▸ **Quoted passage**
PORTLAND, Maine —More than 50 years ago, in 1971 and ’72, Mark Rockwood was on a mission as he roamed the city, camera in hand, looking for pictures.
“I was a janitor at the time but I was determined to become a photographer,” Rockwood said. “I just needed to shoot.”
And he did, first pointing his lens at what was right in front of him: A rich tableau of kid characters hanging out, playing games and smoking cigarettes on the then-gritty streets of Munjoy Hill, where he also lived. In those years, while learning his photographic trade, Rockwood ended up documenting the lives of children left to their own devices on the sidewalks of a city still untouched by gentrification or the glossy varnishing effects of high-end condos and out-of-state money.
Now, with a long, successful commercial photography career largely behind him serving clients including Orvis, LL Bean and Brookstone, Rockwood has moved back to the Hill and is exhibiting those early photos — which helped launch his photographic life — for the first time.

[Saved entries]
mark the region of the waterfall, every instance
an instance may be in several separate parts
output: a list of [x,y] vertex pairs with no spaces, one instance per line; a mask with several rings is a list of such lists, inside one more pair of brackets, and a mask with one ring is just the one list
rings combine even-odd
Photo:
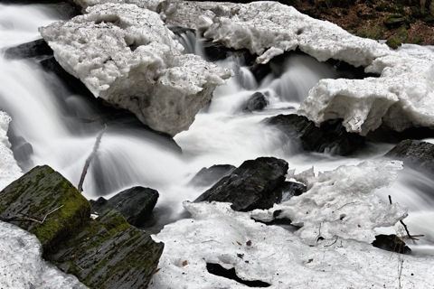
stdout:
[[[46,6],[1,5],[0,50],[38,38],[37,26],[58,19],[55,15]],[[187,32],[180,39],[186,52],[203,55],[194,33]],[[161,221],[165,223],[179,218],[183,200],[193,200],[203,191],[188,186],[203,167],[240,165],[248,159],[276,156],[287,160],[289,168],[297,172],[312,165],[316,172],[321,172],[378,158],[392,147],[369,144],[367,149],[352,157],[302,153],[284,142],[280,132],[261,124],[266,117],[295,113],[319,79],[336,78],[328,64],[293,55],[282,64],[282,73],[270,73],[260,81],[236,55],[218,64],[232,69],[236,76],[215,90],[212,102],[196,116],[188,131],[175,135],[182,154],[157,134],[127,123],[108,125],[90,163],[84,195],[110,197],[134,185],[151,187],[160,192],[156,210],[168,215]],[[30,163],[24,169],[47,163],[77,185],[85,160],[104,127],[100,122],[82,122],[98,116],[94,99],[71,95],[35,61],[11,61],[1,55],[0,67],[0,108],[12,116],[14,134],[33,148]],[[243,111],[243,104],[258,91],[267,97],[268,106],[262,111]],[[392,188],[379,192],[386,201],[392,194],[394,201],[410,208],[409,226],[427,235],[423,243],[427,246],[434,242],[430,210],[434,200],[429,195],[433,187],[432,180],[405,170]]]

▸ **What is expected**
Pick up the article on Mark Rockwood's early-1970s Munjoy Hill photographs where it stops, and write the next few paragraphs.

▸ **Exercise result**
The series of nine huge portraits are on the wall at The End, a suitably working-class watering hole at the foot of Munjoy Hill, until Oct. 3.
Sitting at the bar on Wednesday, Rockwood, 74, said he first began approaching kids because they were easy going and patient with him as he mastered his craft.
“I was scared of adults. I didn’t have the guts to face that kind of judgment,” he said. “Kids didn’t have any of that.”
One photo shows a pair of scruffy boys, shirts untucked, standing in the middle of an oiled-stained street. Wearing bell bottoms and smiling, one leans on the other’s shoulder. Both are smiling, they’re clearly at ease and definitely buddies. Behind the boys, giant mid-20th century gas guzzling cars are pulled up to the curb.
Another fascinating image depicts a boy standing in an unpaved lot somewhere on Munjoy Hill. An asphalt-sided apartment building looms to the left and a pile of dirt does the same on the right. Above the child, clothes dry on a rotating laundry rack set against a pale sky. The boy is holding a long stick like a fishing pole.
“Who knows what he was thinking,” Rockwood said. “Any object can create a world for you when you’re a kid.”
The haunting photo that gets the most attention from viewers shows two apparently teenage girls smoking cigarettes in front of a chain link fence. A bit of garbage is visible behind the fence. The girls’ shirts are short, revealing their navels, their hair long and straight. Their eyes are locked on the photographer, revealing both open and reticent faces.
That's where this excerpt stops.